##### EXTRACTED MATERIAL #####

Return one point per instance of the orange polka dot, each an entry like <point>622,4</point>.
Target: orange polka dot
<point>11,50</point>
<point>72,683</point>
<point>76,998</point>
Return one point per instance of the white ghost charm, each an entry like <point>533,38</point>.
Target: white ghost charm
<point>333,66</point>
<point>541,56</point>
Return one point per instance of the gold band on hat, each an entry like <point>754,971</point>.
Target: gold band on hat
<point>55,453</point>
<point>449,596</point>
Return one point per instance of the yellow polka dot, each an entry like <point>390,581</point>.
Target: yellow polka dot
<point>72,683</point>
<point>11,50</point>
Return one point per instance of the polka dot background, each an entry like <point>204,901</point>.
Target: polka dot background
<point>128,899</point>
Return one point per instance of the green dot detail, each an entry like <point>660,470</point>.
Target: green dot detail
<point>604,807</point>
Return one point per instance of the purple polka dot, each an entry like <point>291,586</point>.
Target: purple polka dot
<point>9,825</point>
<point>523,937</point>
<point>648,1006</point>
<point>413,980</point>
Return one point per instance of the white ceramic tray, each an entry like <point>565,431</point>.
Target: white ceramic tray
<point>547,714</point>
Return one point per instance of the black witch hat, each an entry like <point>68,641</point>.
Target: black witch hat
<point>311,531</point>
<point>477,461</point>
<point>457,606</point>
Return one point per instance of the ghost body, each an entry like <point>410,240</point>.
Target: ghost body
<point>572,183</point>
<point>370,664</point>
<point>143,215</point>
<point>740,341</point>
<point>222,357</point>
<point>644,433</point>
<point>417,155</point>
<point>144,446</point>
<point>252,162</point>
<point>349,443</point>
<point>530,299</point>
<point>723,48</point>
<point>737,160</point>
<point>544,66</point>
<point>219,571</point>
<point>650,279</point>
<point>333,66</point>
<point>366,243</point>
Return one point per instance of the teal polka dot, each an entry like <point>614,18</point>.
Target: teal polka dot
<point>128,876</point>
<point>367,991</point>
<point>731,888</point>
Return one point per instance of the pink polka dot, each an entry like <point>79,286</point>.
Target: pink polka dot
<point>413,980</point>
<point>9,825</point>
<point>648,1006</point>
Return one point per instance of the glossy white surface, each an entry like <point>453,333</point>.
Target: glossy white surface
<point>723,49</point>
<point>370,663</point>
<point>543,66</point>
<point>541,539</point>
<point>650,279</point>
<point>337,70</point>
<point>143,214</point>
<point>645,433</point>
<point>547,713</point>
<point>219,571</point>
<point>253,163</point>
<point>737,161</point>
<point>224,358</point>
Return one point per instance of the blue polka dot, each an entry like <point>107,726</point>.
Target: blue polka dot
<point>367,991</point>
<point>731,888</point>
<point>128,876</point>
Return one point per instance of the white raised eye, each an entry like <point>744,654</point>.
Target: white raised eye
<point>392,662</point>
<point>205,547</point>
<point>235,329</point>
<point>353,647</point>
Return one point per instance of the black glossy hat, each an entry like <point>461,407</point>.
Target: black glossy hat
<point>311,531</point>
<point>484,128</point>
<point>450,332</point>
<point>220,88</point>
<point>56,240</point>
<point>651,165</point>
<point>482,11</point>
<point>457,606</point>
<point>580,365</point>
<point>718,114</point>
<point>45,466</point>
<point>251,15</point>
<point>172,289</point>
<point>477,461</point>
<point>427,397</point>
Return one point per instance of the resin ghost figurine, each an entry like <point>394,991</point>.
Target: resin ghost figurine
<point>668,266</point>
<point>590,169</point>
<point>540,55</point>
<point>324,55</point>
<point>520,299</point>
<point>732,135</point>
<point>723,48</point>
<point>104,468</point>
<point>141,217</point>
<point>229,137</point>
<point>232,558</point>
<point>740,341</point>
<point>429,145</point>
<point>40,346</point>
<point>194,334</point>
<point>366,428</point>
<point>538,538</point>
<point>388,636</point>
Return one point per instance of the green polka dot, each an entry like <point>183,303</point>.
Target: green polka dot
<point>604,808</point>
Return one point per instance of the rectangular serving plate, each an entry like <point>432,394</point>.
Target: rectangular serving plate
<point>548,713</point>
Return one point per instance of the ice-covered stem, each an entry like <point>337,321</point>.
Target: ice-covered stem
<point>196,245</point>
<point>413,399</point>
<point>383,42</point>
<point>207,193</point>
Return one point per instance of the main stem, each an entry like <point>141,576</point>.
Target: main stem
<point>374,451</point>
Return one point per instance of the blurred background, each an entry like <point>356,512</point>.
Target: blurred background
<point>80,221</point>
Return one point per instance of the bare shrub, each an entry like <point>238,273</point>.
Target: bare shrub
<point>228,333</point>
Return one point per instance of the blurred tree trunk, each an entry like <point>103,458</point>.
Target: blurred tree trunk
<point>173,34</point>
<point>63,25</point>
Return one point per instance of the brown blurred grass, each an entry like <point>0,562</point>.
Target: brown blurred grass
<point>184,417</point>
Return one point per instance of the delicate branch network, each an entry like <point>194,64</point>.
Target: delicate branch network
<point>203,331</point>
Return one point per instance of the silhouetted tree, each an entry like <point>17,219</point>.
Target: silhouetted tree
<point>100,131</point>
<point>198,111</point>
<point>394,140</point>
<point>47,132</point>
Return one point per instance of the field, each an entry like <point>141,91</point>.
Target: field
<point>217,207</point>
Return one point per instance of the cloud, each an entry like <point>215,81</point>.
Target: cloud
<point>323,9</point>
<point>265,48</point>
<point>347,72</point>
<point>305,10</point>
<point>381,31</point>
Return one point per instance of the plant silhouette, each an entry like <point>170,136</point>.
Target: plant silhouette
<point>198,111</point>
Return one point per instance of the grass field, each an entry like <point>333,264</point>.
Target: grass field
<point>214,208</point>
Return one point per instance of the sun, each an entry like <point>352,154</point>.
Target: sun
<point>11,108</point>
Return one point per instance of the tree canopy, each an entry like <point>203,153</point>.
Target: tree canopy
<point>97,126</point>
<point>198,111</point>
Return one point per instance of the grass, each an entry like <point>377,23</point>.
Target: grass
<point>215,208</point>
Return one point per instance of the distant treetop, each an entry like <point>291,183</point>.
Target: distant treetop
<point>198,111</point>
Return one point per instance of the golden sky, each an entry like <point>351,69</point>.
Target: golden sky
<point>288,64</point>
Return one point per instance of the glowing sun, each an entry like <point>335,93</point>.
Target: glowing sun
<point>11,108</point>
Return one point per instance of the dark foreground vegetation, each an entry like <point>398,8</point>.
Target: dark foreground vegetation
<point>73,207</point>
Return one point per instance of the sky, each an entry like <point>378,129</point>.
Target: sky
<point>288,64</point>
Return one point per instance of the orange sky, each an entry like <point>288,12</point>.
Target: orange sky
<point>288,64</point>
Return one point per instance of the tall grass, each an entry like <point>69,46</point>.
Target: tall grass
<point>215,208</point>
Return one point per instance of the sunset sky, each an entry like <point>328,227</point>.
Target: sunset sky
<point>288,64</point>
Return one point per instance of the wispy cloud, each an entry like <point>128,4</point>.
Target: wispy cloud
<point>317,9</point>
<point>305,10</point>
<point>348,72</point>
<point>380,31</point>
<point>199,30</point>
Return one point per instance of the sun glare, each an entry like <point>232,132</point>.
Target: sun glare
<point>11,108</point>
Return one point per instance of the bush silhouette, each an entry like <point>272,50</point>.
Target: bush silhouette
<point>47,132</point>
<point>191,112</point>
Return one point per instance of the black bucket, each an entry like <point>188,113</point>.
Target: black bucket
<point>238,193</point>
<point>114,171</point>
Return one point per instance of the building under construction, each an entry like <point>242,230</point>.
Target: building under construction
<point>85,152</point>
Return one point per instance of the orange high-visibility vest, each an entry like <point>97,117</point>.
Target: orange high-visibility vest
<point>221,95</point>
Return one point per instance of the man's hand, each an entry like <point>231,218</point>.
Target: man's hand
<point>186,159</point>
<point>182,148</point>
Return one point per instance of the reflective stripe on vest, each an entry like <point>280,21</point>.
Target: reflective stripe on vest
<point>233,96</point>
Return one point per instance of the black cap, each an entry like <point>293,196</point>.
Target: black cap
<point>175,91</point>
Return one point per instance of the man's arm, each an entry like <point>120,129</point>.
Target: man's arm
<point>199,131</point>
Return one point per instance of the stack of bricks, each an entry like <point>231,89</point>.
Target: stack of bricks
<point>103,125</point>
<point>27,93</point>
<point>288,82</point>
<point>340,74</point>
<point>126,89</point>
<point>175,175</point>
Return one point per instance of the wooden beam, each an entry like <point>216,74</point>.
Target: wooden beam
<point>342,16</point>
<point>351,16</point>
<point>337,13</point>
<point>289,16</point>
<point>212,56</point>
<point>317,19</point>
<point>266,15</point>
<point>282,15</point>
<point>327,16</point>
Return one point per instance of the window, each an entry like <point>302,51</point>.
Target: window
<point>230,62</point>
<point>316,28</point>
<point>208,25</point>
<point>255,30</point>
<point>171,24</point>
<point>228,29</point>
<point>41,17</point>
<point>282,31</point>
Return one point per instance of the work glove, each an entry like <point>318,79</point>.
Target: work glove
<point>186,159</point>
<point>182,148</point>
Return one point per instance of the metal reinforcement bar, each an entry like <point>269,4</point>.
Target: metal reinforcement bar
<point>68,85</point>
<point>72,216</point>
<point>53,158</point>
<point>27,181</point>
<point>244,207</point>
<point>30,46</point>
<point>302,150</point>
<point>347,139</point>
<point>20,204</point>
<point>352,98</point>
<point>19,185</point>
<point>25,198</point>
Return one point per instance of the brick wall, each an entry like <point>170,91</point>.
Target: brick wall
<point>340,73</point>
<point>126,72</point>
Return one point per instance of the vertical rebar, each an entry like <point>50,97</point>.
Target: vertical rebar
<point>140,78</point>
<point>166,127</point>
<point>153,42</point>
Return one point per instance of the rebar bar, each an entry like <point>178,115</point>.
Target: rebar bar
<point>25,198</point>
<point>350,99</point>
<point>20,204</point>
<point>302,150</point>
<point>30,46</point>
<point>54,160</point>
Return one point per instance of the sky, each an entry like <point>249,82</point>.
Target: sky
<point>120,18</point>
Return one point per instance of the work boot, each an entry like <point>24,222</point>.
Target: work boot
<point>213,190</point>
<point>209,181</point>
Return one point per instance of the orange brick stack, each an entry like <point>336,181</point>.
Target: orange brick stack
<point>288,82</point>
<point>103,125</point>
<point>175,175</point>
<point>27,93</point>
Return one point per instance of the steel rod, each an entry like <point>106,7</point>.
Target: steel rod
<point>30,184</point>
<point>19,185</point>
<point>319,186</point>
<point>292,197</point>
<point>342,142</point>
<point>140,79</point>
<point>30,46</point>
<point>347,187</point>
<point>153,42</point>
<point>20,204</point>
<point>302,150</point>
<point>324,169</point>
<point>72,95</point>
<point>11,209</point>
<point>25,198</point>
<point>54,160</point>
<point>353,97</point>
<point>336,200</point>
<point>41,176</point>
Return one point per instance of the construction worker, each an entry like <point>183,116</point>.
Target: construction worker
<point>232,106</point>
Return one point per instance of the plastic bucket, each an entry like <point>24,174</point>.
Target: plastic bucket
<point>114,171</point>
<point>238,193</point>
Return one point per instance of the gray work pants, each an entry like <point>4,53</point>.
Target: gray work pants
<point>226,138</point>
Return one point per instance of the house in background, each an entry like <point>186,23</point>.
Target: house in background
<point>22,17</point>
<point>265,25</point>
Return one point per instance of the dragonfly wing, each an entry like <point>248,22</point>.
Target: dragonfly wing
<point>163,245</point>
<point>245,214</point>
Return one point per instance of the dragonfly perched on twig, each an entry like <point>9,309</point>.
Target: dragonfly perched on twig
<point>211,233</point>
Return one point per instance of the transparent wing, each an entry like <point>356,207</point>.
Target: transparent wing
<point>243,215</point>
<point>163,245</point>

#####

_TASK GOAL:_ The lines above, starting at the one with "Target: work boot" and ending at the one with "Return one point per instance of the steel", are the only ones to return, exactly as written.

_WRITTEN SOLUTION:_
Target: work boot
<point>213,190</point>
<point>209,181</point>
Return one point per instance of the orange brick stack, each an entry like <point>336,181</point>.
Target: orange brick stack
<point>288,82</point>
<point>103,125</point>
<point>175,175</point>
<point>27,93</point>
Return one point per instance of the steel rod, each an entry like <point>106,7</point>.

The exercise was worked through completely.